§ **To do**: Every entry is to be returned exactly as it stands; the pictures are to be dropped.

§ **Provided material**:
────────────────────

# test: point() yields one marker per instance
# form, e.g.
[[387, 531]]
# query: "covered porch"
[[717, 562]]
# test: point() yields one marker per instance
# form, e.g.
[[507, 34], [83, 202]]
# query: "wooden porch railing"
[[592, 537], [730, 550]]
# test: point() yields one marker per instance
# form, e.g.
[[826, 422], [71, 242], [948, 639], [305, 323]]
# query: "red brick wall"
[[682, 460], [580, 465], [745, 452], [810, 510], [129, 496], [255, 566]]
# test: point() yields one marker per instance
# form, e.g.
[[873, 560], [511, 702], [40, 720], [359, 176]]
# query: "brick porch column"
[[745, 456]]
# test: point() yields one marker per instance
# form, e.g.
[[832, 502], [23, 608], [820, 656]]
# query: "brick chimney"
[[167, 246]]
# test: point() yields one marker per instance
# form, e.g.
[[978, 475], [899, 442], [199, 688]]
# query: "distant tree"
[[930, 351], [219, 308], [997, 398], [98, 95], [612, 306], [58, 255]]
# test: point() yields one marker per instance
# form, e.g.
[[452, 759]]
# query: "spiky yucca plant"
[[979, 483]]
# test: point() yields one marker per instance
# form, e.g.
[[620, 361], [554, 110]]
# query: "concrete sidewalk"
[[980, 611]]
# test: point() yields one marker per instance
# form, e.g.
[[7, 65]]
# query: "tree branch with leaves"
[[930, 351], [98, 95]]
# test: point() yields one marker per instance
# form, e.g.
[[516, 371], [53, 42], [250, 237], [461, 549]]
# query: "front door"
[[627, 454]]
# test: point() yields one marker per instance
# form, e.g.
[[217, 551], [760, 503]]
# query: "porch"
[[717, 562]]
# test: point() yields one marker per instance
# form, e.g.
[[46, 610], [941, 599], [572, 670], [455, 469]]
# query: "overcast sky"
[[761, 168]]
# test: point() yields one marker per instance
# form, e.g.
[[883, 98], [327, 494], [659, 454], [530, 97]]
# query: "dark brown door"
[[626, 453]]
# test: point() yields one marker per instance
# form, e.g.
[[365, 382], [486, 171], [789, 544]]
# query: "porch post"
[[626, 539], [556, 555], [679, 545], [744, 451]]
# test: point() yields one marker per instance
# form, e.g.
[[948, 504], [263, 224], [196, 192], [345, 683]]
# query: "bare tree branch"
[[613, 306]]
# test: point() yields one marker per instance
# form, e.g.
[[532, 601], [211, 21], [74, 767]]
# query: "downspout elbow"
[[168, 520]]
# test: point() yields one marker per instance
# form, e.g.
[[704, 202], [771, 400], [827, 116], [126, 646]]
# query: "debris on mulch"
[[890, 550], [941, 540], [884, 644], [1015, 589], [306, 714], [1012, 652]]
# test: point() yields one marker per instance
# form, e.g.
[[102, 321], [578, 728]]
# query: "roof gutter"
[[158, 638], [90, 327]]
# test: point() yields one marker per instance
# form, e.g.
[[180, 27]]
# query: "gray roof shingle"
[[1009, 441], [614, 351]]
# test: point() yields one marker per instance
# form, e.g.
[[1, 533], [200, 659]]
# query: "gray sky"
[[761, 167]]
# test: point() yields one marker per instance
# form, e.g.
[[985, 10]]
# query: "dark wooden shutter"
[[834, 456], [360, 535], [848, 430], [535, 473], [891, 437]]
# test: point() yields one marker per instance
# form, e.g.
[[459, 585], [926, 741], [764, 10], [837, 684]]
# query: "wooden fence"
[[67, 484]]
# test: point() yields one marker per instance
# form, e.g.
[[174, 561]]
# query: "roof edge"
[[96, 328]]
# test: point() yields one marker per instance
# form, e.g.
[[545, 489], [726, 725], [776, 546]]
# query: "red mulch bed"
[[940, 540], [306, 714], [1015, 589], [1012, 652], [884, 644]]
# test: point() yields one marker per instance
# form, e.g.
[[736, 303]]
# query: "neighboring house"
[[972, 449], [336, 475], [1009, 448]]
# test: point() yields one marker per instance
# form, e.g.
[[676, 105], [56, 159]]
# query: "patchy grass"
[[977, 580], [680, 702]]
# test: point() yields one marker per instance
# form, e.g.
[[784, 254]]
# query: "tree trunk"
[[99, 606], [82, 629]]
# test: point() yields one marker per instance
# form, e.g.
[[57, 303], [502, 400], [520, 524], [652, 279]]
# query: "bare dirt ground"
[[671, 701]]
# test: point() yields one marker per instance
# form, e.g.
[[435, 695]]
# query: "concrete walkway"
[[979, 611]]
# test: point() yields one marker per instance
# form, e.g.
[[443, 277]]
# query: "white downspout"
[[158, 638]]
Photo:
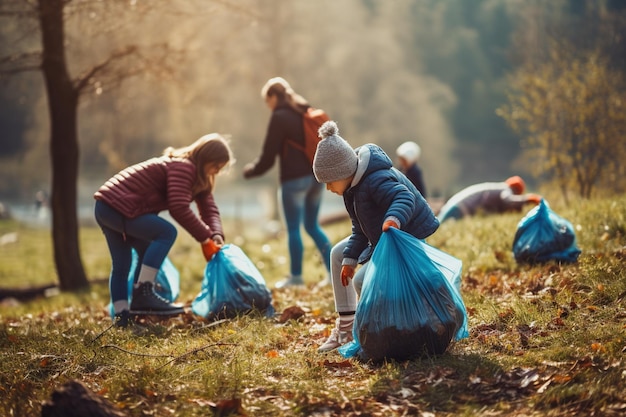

────────────────────

§ **Your response**:
# test: point() yields one marker per instance
# form, e.g.
[[387, 531]]
# query: "covered porch"
[[717, 562]]
# test: point() yields one marker per instance
# form, e.g.
[[507, 34], [83, 202]]
# query: "wooden porch railing"
[[592, 537], [730, 550]]
# test: point() yields one marker per instance
# form, e.g.
[[826, 422], [71, 242], [948, 639], [305, 323]]
# query: "red brick wall"
[[682, 460], [580, 465], [745, 452], [810, 510], [129, 496], [255, 566]]
# test: point() yields one marker per instance
# form, e.g.
[[873, 560], [511, 702], [40, 720], [359, 176]]
# query: "brick porch column"
[[745, 456]]
# test: point() yields one marker per instance
# form, e.g.
[[832, 502], [23, 608], [820, 656]]
# query: "brick chimney"
[[167, 246]]
# test: point() yields one marker per instance
# form, e.g.
[[978, 475], [899, 442], [199, 688]]
# query: "distant tree"
[[930, 351], [219, 308], [997, 398], [98, 95], [612, 306], [58, 255]]
# test: point() yields one marker per instance
# form, e.g.
[[452, 759]]
# query: "spiky yucca plant"
[[979, 483]]
# test: point() yields one marker per instance
# form, e.g.
[[620, 361], [554, 110]]
# query: "concrete sidewalk"
[[980, 611]]
# test: point() yields one marker per instance
# form, e.g.
[[7, 65]]
# query: "tree branch with leaves"
[[930, 351], [98, 95]]
# test: point() yields one marker per instance
# form, e.g.
[[516, 371], [53, 42], [250, 237], [461, 549]]
# query: "front door"
[[627, 454]]
# test: point() yields one marker per instance
# form, e.g.
[[217, 551], [760, 503]]
# query: "porch"
[[717, 562]]
# test: point() yields one marker per instance
# form, e.g.
[[46, 610], [941, 599], [572, 670], [455, 469]]
# query: "overcast sky"
[[761, 168]]
# test: point() yields one marker per instance
# form, e.g.
[[883, 98], [327, 494], [659, 454], [530, 97]]
# query: "dark brown door"
[[626, 453]]
# test: point() yields one marker per instance
# form, e.g.
[[365, 382], [486, 171], [789, 544]]
# query: "porch post"
[[626, 539], [556, 555], [679, 545], [744, 451]]
# test: point() yields one marker per instance
# form, e.g.
[[948, 504], [263, 224], [196, 192], [345, 683]]
# query: "bare tree branch"
[[613, 306]]
# test: point() yields one marker per instance
# form, e.g.
[[532, 601], [211, 21], [74, 767]]
# query: "downspout elbow"
[[168, 520]]
# test: point() yields one marker per instance
# form, e.g.
[[704, 202], [771, 400], [827, 116], [126, 646]]
# query: "debris on mulch"
[[890, 550], [941, 540], [884, 644], [1015, 589], [306, 714], [1012, 652]]
# test: point() yields one marker per instance
# form, e.g.
[[102, 321], [578, 728]]
# query: "roof gutter"
[[158, 638], [90, 327]]
# test: point() yields one marker per instance
# form, e.g.
[[180, 27]]
# query: "gray roof shingle"
[[1009, 441], [614, 351]]
# test: point() yields one marker per instance
# form, e.g.
[[1, 533], [200, 659]]
# query: "gray sky"
[[761, 167]]
# test: point() yields one marker per instance
# form, e.g.
[[985, 10]]
# query: "dark wooden shutter"
[[834, 456], [360, 535], [848, 430], [535, 473], [891, 437]]
# test: point() yields one marker per instance
# form, e.g.
[[459, 585], [926, 741], [764, 10], [837, 684]]
# query: "wooden fence"
[[67, 484]]
# test: point() yields one marker per instance
# form, e.g.
[[174, 561]]
# query: "roof edge"
[[96, 328]]
# test: point() yields one marker per instance
# form, e.g.
[[545, 489], [726, 725], [776, 546]]
# query: "red mulch bed"
[[940, 540], [306, 714], [1015, 589], [1012, 652], [884, 644]]
# test: point() yields one marker per instance
# form, e.g.
[[736, 303]]
# query: "neighboring house"
[[972, 449], [336, 475], [1009, 448]]
# test: point() yields one marker per instance
# form, e.g.
[[676, 105], [56, 159]]
# query: "patchy grass"
[[977, 580], [680, 702]]
# test: point() yields one marker per instance
# form, e.g.
[[784, 254]]
# query: "tree trunk"
[[99, 606], [82, 629]]
# test: point() yields one marker per instance
# form, e.g.
[[57, 303], [502, 400], [520, 524], [652, 279]]
# query: "bare dirt ground"
[[671, 701]]
# test: point() yields one marker per instance
# form, e.g.
[[435, 695]]
# query: "concrete walkway"
[[979, 611]]
# test: point() yields one marker per instance
# form, e.g.
[[443, 277]]
# query: "white downspout"
[[158, 638]]
Photo:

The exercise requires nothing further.